[Begin]

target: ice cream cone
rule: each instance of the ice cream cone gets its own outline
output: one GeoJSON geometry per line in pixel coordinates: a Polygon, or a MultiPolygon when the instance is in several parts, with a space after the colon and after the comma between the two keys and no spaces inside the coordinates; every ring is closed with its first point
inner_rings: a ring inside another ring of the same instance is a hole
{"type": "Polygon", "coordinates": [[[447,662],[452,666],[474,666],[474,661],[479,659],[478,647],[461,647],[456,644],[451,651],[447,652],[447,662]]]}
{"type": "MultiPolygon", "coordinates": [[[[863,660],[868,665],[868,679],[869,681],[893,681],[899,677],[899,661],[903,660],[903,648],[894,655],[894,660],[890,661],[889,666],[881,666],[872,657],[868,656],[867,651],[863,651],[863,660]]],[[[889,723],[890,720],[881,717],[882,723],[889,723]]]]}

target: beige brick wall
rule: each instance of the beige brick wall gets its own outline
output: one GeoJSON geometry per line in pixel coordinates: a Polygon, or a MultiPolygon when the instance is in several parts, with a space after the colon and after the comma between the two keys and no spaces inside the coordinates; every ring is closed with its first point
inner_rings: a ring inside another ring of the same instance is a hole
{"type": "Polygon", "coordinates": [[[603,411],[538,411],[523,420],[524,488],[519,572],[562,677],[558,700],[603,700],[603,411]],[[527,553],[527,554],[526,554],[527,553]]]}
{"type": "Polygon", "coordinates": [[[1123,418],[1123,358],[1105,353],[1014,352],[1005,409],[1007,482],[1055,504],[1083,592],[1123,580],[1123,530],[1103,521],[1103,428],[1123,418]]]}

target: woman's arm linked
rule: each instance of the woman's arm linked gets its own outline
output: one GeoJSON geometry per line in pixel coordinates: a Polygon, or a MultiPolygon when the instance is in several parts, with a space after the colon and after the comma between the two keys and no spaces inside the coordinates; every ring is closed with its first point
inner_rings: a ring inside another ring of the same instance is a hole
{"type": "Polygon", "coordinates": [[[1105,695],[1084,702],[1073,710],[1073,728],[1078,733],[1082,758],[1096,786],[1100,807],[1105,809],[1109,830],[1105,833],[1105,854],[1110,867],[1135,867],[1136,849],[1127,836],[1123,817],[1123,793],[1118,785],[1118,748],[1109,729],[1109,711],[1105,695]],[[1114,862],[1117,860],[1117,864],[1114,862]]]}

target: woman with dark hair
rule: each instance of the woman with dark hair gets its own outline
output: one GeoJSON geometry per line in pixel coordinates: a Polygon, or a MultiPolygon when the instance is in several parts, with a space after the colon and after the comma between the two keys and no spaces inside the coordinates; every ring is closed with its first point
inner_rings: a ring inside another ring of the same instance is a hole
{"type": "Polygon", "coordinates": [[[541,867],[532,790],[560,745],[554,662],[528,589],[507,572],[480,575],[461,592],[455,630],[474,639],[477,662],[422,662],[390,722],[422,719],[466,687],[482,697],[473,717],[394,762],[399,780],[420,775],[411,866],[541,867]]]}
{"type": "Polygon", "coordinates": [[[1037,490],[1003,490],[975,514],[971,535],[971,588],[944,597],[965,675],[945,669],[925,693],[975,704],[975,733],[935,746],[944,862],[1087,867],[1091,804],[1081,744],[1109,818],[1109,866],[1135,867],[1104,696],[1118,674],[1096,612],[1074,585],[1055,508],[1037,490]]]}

[End]

**STATED EXERCISE**:
Extract the closing run of lines, starting with the one containing "target: woman with dark hair" and ending at the last, exactly as written.

**COMPLETE ANSWER**:
target: woman with dark hair
rule: each instance of the woman with dark hair gets its own outline
output: one GeoJSON geometry per line in pixel coordinates: a Polygon, or a MultiPolygon when the instance is in several parts, with a space after the colon and after the comma between the two keys and no spaces inside the coordinates; every ring is closed with its first point
inner_rings: a ring inside another ring of the same instance is a hole
{"type": "Polygon", "coordinates": [[[541,867],[532,790],[560,745],[554,662],[528,589],[507,572],[480,575],[461,592],[455,630],[474,639],[477,662],[422,662],[390,722],[422,719],[466,687],[482,697],[473,717],[394,762],[399,780],[420,775],[411,866],[541,867]]]}
{"type": "Polygon", "coordinates": [[[1037,490],[1003,490],[975,514],[971,535],[971,588],[944,597],[965,675],[945,669],[925,693],[975,704],[975,733],[935,746],[944,862],[1087,867],[1091,804],[1081,744],[1109,818],[1109,866],[1135,867],[1104,696],[1118,674],[1096,612],[1074,585],[1055,508],[1037,490]]]}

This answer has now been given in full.